(Part of a data file)
• • • •

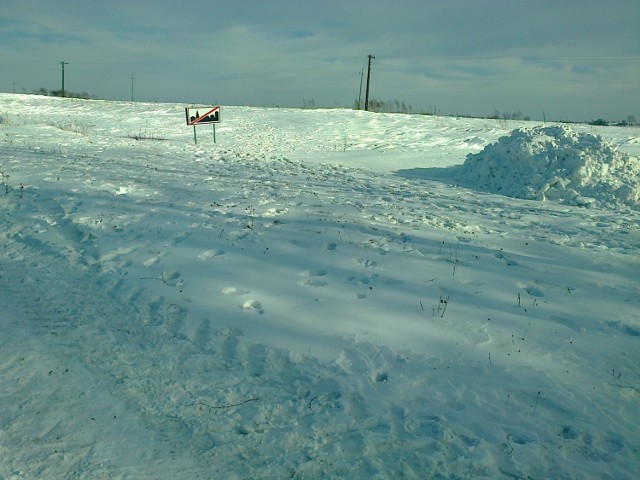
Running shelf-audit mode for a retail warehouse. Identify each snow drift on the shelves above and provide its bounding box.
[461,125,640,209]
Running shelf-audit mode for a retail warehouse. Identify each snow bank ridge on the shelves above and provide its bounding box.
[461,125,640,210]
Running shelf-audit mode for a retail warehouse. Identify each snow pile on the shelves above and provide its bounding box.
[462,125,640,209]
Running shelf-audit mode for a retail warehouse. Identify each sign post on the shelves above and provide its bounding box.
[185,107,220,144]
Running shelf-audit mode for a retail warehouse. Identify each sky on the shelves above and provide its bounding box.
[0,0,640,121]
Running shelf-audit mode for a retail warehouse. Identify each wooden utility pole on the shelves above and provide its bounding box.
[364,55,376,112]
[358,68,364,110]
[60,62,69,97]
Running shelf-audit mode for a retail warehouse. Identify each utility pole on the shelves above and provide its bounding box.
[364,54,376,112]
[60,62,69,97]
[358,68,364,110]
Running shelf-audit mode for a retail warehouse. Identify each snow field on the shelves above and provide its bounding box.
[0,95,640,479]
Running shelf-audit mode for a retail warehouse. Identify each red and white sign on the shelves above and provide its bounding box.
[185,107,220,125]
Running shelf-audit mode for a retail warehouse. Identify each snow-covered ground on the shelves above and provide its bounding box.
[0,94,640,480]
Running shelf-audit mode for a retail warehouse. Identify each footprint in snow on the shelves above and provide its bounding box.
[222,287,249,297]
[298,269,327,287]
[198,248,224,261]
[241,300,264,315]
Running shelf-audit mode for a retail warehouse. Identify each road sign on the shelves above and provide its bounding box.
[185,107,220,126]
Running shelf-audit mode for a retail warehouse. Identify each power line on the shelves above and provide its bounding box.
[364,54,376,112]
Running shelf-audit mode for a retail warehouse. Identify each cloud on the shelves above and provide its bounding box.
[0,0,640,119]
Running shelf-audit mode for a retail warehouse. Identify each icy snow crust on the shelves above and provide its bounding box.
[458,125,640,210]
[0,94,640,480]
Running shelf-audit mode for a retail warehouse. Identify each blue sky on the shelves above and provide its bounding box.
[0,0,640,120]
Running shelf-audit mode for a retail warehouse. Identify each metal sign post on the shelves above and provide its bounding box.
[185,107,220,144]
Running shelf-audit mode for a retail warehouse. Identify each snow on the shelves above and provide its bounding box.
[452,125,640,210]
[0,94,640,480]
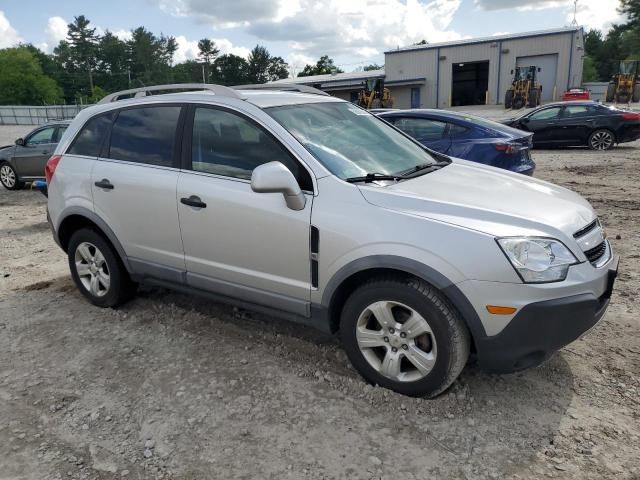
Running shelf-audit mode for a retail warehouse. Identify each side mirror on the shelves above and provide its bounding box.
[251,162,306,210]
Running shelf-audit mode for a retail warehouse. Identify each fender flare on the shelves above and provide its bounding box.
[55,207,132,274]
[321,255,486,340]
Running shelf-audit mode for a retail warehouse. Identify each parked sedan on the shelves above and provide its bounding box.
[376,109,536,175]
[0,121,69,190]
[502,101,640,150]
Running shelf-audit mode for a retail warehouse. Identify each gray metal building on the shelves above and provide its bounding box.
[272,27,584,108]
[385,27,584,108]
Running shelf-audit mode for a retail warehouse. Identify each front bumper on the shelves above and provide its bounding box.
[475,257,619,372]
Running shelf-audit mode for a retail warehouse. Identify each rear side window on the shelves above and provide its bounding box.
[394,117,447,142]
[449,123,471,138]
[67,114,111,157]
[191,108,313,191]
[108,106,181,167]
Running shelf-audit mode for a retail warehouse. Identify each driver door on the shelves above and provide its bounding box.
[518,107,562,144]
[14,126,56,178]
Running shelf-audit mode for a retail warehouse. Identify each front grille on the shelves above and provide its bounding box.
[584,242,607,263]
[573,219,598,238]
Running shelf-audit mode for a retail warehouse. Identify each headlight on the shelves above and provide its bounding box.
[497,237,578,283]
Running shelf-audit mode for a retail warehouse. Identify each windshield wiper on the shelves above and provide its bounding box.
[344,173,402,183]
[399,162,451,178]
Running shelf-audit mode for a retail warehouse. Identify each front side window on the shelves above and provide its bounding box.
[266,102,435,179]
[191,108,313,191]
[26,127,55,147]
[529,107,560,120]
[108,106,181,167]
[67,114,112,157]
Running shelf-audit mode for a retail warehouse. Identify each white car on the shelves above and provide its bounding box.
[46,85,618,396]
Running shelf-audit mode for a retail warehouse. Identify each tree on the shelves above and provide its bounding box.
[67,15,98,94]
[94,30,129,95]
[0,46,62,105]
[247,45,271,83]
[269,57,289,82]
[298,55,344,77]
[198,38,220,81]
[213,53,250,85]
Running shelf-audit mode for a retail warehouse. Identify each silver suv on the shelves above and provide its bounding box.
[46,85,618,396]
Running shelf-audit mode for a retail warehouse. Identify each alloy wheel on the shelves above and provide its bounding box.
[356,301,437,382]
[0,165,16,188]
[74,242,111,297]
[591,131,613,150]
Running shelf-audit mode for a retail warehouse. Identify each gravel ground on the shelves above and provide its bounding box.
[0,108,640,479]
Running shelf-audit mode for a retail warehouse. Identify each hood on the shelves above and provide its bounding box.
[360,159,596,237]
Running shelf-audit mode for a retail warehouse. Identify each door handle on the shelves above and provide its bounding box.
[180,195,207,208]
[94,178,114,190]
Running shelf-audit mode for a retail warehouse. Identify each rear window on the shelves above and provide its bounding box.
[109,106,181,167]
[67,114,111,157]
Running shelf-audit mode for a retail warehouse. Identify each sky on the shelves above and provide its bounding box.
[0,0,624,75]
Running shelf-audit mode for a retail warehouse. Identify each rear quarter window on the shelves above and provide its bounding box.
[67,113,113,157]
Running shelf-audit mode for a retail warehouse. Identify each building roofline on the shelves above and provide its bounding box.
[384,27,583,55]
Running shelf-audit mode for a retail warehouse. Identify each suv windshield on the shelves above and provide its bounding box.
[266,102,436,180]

• • • •

**TASK BRIEF:**
Identify each line in the material above that contains the word "front" and copy those lines out. Case counts.

**TASK ANSWER:**
Running shelf-audit mode for a retail warehouse. Identify each front bumper on the shelves above and provide its bounding box.
Running shelf-audit mode for a retail warehouse. Identify each front grille on the shelves above and provide its bounding box.
Running shelf-audit mode for a retail warehouse. Identify each front side window on the shelves above and provide its bounding box.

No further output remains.